Exercise materials:
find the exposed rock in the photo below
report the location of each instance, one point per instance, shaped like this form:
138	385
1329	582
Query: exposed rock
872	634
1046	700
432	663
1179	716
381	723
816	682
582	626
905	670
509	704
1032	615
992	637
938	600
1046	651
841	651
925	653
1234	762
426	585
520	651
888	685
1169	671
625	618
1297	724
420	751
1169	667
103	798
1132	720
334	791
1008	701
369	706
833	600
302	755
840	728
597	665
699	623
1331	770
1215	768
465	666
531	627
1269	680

What the exercise asks: Every one of the records is to be copied word for word.

Solution to the exercise:
find the exposed rock in the photo below
report the location of each instance, one point per instance, shaped like this form:
138	385
1329	582
Query: exposed rock
872	634
1046	700
432	663
1179	716
381	723
816	682
582	626
905	670
509	704
1032	615
992	637
938	600
1046	651
841	651
925	653
1234	762
426	585
520	651
888	685
1169	671
625	618
1297	724
420	751
1169	667
103	798
1132	720
334	791
1008	701
369	706
833	600
302	755
840	728
597	665
699	623
1331	770
1215	768
465	666
531	627
1269	680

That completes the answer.